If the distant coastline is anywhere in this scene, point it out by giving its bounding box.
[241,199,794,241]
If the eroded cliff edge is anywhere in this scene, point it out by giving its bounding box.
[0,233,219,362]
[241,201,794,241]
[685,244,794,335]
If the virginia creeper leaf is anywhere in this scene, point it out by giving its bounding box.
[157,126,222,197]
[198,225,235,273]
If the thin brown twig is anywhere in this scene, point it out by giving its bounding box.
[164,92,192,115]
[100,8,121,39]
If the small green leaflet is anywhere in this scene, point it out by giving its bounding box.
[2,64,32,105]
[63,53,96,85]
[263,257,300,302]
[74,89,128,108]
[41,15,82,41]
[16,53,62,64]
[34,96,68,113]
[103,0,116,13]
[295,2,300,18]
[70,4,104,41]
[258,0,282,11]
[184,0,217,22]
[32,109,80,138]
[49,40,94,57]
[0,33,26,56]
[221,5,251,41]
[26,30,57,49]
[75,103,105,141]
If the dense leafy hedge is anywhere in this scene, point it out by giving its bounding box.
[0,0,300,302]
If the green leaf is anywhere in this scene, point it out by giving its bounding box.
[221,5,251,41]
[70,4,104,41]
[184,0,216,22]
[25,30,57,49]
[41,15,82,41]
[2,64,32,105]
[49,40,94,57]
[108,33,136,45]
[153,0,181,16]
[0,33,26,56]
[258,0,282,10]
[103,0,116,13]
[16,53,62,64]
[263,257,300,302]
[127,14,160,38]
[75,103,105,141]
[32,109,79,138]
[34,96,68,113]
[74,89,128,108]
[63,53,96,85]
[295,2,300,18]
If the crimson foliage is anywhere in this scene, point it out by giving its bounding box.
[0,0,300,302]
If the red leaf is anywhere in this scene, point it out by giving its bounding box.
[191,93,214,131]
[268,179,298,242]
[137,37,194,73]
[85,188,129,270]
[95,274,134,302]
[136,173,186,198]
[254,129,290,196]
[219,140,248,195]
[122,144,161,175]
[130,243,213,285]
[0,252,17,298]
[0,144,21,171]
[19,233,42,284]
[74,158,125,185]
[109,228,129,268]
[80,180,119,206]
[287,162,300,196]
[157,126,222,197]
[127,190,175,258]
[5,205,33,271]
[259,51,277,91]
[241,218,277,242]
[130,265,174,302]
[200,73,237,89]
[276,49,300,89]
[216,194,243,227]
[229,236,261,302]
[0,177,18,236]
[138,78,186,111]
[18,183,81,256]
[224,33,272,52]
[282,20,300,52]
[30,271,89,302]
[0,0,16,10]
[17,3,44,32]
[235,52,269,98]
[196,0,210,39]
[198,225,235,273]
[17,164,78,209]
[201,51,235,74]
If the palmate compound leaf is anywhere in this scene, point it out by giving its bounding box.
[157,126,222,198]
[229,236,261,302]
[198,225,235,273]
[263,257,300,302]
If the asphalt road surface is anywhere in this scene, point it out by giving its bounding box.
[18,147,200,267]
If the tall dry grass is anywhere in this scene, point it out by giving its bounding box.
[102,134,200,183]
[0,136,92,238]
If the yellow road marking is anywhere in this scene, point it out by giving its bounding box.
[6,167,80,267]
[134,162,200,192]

> [What to do]: Format the part of the listing that begins with the line containing "If the tall" and runs through the end of the listing as a Markdown table with the columns No. and Line, leaving out blank lines.

> [Finished task]:
| No. | Line |
|---|---|
| 1 | If the tall dry grass is anywhere in this scene, point it out by giving its bounding box. |
| 2 | [102,134,200,183] |
| 3 | [0,136,92,238] |
| 4 | If the yellow road marking is anywhere in this scene, point it out by giving its bounding box. |
| 5 | [6,167,80,267] |
| 6 | [134,162,200,192] |